▶ Problem to work on
For each line of the data below, copy it if it holds the word "mask".

Collected data:

▼

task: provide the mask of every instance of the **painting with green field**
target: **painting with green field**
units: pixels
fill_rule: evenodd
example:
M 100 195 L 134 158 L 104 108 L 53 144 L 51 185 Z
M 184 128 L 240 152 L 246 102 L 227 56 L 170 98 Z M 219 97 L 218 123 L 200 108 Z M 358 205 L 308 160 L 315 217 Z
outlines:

▲
▼

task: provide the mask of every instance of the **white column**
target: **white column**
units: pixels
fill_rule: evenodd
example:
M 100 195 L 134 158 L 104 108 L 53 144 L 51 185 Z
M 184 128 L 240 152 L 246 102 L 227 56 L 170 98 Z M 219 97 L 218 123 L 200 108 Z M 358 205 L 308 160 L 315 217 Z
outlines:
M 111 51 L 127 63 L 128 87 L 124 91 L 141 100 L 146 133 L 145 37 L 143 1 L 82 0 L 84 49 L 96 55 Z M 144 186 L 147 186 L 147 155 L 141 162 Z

▲

▶ Answer below
task: provide the mask of every instance of the **painting with green field**
task: provide the mask of every instance of the **white column**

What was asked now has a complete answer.